Leave out the pictures, and reproduce exactly the lines from the line containing "Each instance gets a single point. Label the cloudy" through the final line of the entries.

**********

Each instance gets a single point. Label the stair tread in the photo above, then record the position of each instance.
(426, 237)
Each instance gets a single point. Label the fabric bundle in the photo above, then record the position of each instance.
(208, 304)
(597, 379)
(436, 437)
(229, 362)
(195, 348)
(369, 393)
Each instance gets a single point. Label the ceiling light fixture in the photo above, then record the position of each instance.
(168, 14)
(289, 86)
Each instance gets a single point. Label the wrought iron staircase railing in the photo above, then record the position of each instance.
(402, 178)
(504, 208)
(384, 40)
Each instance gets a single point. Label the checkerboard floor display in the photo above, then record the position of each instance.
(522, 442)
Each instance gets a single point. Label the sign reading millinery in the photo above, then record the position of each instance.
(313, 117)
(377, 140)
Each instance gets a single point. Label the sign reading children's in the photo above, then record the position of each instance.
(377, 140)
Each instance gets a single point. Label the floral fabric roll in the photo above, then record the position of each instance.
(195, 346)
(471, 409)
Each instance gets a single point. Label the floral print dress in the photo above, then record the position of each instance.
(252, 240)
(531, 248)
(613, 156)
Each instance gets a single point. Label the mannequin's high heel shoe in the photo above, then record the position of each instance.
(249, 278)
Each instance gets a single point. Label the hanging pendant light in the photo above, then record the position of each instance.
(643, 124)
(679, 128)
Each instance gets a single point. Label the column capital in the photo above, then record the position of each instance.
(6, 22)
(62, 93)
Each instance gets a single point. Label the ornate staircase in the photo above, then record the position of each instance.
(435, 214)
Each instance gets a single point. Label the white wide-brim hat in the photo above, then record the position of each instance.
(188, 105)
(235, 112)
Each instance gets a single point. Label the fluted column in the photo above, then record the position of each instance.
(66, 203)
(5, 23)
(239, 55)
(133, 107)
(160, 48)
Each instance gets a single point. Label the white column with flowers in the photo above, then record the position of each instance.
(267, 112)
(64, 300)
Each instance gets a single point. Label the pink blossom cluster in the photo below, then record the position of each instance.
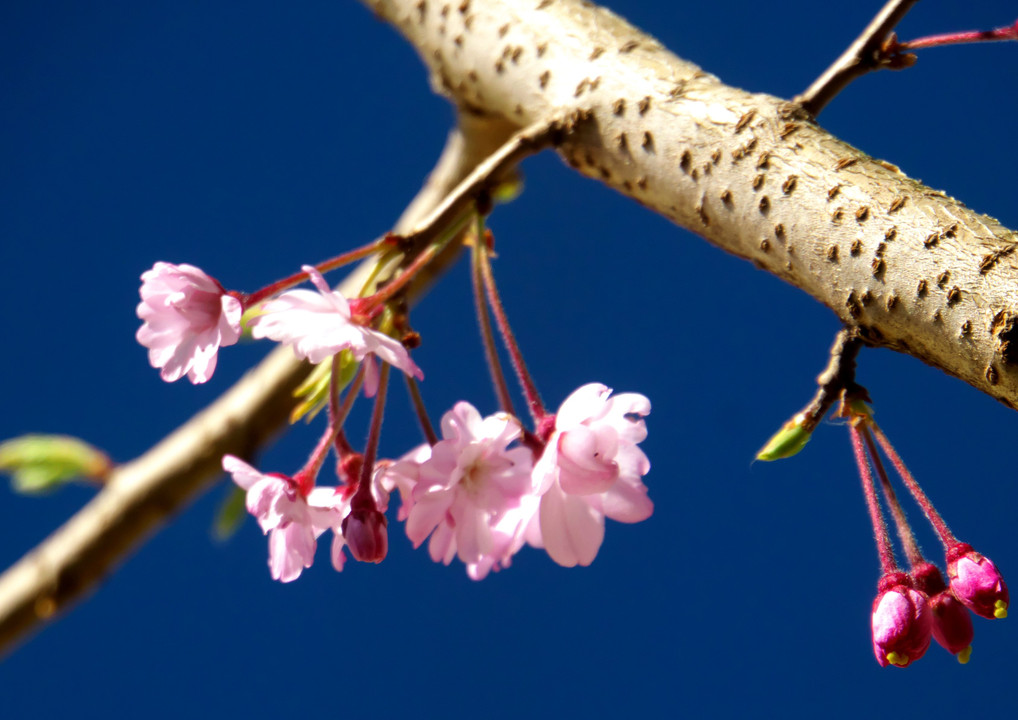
(912, 609)
(187, 316)
(481, 493)
(477, 494)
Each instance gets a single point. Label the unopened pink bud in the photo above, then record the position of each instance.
(952, 623)
(976, 582)
(365, 535)
(902, 622)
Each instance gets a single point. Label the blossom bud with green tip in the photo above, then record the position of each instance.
(902, 622)
(976, 582)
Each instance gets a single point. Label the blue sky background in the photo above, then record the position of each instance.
(250, 137)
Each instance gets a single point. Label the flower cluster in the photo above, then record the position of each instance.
(912, 608)
(481, 492)
(474, 494)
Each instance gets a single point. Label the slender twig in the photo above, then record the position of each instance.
(921, 499)
(860, 57)
(905, 533)
(374, 431)
(418, 408)
(997, 35)
(485, 322)
(839, 376)
(884, 549)
(533, 402)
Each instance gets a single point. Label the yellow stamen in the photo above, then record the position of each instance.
(898, 659)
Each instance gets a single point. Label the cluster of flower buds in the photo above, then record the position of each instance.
(912, 608)
(481, 492)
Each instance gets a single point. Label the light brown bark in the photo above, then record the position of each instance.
(914, 269)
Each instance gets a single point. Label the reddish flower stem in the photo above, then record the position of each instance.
(374, 434)
(934, 41)
(912, 551)
(888, 563)
(487, 336)
(308, 474)
(337, 411)
(398, 283)
(536, 408)
(943, 532)
(420, 410)
(248, 300)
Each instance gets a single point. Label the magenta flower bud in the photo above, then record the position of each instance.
(902, 622)
(952, 623)
(365, 534)
(976, 582)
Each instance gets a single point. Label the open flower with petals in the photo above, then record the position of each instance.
(186, 318)
(318, 325)
(902, 621)
(469, 492)
(590, 468)
(292, 521)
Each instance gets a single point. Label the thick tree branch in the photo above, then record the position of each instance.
(911, 268)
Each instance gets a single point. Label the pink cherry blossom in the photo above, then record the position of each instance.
(469, 493)
(590, 468)
(186, 318)
(292, 521)
(902, 622)
(976, 582)
(318, 325)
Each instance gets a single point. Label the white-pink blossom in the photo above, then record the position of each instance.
(292, 521)
(318, 325)
(590, 468)
(470, 495)
(186, 318)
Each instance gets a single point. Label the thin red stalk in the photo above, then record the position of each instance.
(337, 411)
(945, 534)
(307, 475)
(888, 563)
(324, 267)
(420, 410)
(487, 336)
(374, 433)
(904, 530)
(985, 36)
(387, 292)
(538, 410)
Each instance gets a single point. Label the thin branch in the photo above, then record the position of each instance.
(861, 57)
(838, 377)
(142, 495)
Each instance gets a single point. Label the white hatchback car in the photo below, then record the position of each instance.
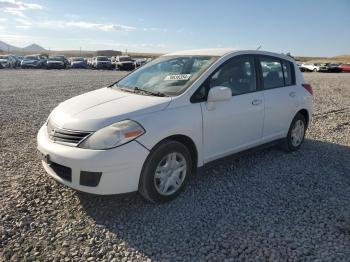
(152, 129)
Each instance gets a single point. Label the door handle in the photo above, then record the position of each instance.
(292, 94)
(256, 102)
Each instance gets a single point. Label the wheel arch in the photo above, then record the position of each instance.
(305, 114)
(186, 141)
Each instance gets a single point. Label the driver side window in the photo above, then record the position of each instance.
(238, 74)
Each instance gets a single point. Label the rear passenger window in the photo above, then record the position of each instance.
(272, 72)
(287, 71)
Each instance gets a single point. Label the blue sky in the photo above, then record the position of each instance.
(314, 28)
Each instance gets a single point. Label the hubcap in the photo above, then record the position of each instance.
(170, 173)
(297, 133)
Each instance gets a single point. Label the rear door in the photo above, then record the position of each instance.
(280, 95)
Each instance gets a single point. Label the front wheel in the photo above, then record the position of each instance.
(296, 133)
(165, 172)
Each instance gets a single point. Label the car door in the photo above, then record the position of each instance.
(280, 95)
(236, 124)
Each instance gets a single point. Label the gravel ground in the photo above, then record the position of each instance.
(264, 206)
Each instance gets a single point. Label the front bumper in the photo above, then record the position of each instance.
(120, 167)
(24, 65)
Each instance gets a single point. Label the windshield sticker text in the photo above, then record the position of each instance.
(177, 77)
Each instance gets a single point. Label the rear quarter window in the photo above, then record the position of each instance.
(272, 73)
(288, 72)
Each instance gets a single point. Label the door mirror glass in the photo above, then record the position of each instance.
(219, 93)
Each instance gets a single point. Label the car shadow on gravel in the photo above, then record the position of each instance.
(266, 199)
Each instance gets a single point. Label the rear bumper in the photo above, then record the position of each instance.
(120, 167)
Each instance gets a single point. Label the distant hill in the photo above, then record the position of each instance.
(33, 48)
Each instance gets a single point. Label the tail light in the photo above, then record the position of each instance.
(308, 87)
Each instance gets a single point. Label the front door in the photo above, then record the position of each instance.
(236, 124)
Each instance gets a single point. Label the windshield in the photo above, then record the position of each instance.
(31, 57)
(102, 58)
(124, 58)
(170, 75)
(78, 59)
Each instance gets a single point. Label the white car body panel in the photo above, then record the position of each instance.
(96, 109)
(223, 125)
(120, 166)
(229, 127)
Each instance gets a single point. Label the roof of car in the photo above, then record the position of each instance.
(209, 51)
(225, 51)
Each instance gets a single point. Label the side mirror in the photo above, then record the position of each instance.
(219, 93)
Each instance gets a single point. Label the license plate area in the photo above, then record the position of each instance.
(46, 158)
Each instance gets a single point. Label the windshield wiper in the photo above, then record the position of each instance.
(140, 90)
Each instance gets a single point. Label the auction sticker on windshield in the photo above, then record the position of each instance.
(178, 77)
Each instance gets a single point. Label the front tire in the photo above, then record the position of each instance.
(165, 172)
(296, 134)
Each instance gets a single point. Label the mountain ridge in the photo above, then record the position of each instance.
(5, 47)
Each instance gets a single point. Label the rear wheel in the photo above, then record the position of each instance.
(296, 134)
(165, 172)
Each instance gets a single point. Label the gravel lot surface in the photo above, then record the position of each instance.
(264, 206)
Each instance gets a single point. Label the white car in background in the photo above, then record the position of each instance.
(152, 129)
(309, 67)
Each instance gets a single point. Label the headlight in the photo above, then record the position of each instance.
(113, 135)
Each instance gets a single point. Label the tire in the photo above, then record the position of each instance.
(158, 173)
(295, 136)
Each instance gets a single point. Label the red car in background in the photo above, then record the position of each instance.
(345, 68)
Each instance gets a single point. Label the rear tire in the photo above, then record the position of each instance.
(296, 134)
(165, 172)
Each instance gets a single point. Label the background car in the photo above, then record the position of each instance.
(139, 62)
(31, 61)
(308, 67)
(17, 61)
(329, 68)
(345, 67)
(7, 61)
(101, 62)
(56, 62)
(335, 68)
(78, 62)
(124, 63)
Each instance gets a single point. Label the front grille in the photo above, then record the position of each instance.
(62, 171)
(65, 136)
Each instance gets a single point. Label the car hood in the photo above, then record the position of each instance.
(96, 109)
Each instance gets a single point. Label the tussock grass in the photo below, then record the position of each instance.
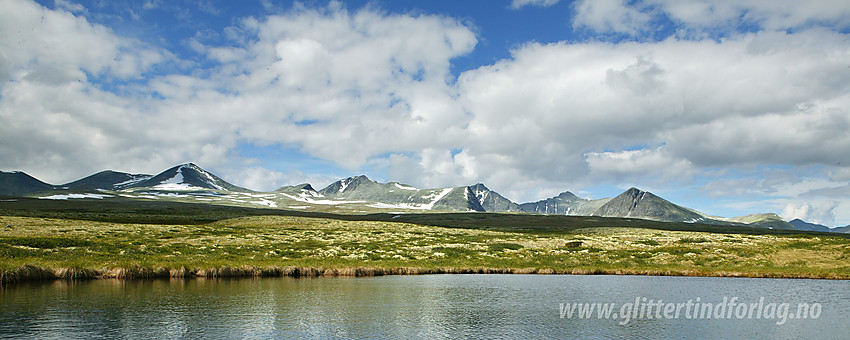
(37, 248)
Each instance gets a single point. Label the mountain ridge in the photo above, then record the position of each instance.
(189, 181)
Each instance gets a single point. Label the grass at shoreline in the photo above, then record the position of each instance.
(340, 246)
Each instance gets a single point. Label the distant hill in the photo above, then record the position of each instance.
(642, 204)
(18, 183)
(769, 221)
(361, 188)
(107, 180)
(803, 225)
(358, 194)
(187, 177)
(491, 200)
(565, 203)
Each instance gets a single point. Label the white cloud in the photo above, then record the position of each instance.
(696, 18)
(368, 87)
(517, 4)
(639, 163)
(69, 6)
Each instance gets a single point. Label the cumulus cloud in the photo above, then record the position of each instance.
(517, 4)
(697, 18)
(822, 213)
(369, 87)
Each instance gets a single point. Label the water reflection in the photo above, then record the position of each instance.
(434, 306)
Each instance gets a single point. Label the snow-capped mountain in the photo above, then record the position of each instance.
(189, 182)
(566, 203)
(185, 177)
(397, 195)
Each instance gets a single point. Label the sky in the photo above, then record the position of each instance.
(727, 107)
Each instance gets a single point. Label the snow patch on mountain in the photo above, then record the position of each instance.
(404, 187)
(76, 196)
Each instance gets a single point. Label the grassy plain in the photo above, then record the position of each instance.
(203, 241)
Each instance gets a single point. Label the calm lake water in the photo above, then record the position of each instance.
(430, 306)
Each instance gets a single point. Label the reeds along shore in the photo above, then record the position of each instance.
(35, 273)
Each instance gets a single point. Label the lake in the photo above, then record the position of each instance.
(429, 306)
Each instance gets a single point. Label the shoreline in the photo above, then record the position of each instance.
(31, 273)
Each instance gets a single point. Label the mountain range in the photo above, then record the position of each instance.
(191, 182)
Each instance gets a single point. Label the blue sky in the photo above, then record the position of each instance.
(727, 107)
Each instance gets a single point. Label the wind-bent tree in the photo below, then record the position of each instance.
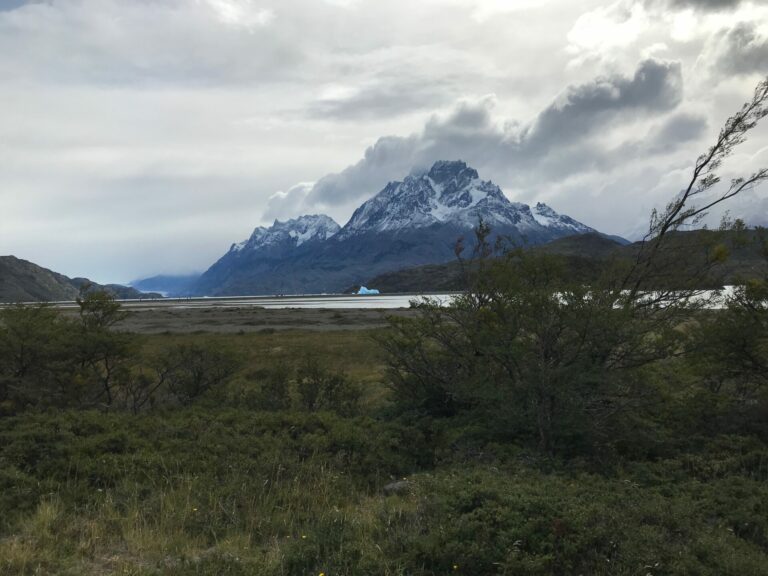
(542, 355)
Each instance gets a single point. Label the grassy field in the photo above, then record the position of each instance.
(226, 487)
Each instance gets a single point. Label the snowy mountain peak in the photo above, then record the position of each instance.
(451, 193)
(548, 218)
(445, 171)
(294, 232)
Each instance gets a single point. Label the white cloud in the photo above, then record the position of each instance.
(241, 13)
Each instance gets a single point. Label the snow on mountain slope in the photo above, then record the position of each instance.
(294, 232)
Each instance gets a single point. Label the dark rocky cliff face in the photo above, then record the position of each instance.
(416, 221)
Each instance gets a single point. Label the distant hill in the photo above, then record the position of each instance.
(587, 254)
(23, 281)
(168, 285)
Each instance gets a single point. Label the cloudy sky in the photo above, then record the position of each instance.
(145, 136)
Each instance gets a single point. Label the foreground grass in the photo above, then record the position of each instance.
(224, 487)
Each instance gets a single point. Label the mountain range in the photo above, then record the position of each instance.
(411, 222)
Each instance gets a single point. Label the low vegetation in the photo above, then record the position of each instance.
(539, 425)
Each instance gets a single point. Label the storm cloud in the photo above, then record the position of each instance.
(144, 137)
(471, 132)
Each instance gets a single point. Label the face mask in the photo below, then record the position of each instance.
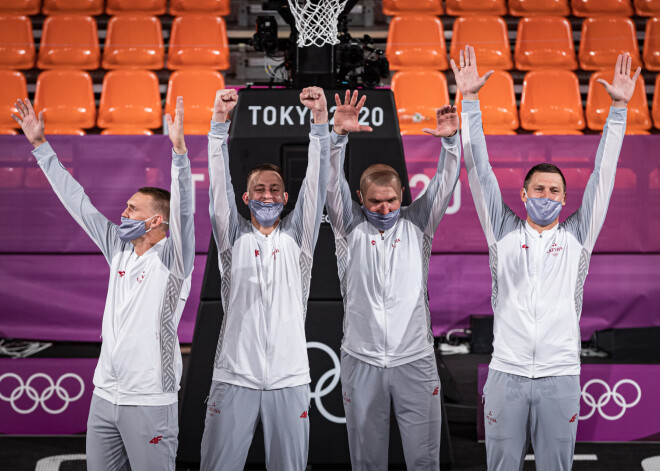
(131, 229)
(265, 213)
(382, 222)
(542, 210)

**********

→ **Completed exercise**:
Each instance gets a single point. Label the cloudy sky in the photo above, then record the position of each instance.
(145, 136)
Each instance gets a single point. Label the foreground grass in the photo above, then record the position of each instance.
(224, 487)
Each instance gets a single point. Label the mountain range in the photo above, then record the position of each instance.
(411, 222)
Each instance gets a single point. Label the low vegetation in the photo above, then record the position of each instance.
(539, 425)
Each instance gets a single point. Label the storm cloud in the photo above, then record the position of each instance.
(144, 137)
(471, 132)
Each instance gets a single point. Label the face mask in the photo below, then record the position of each instance.
(131, 229)
(265, 213)
(382, 222)
(542, 210)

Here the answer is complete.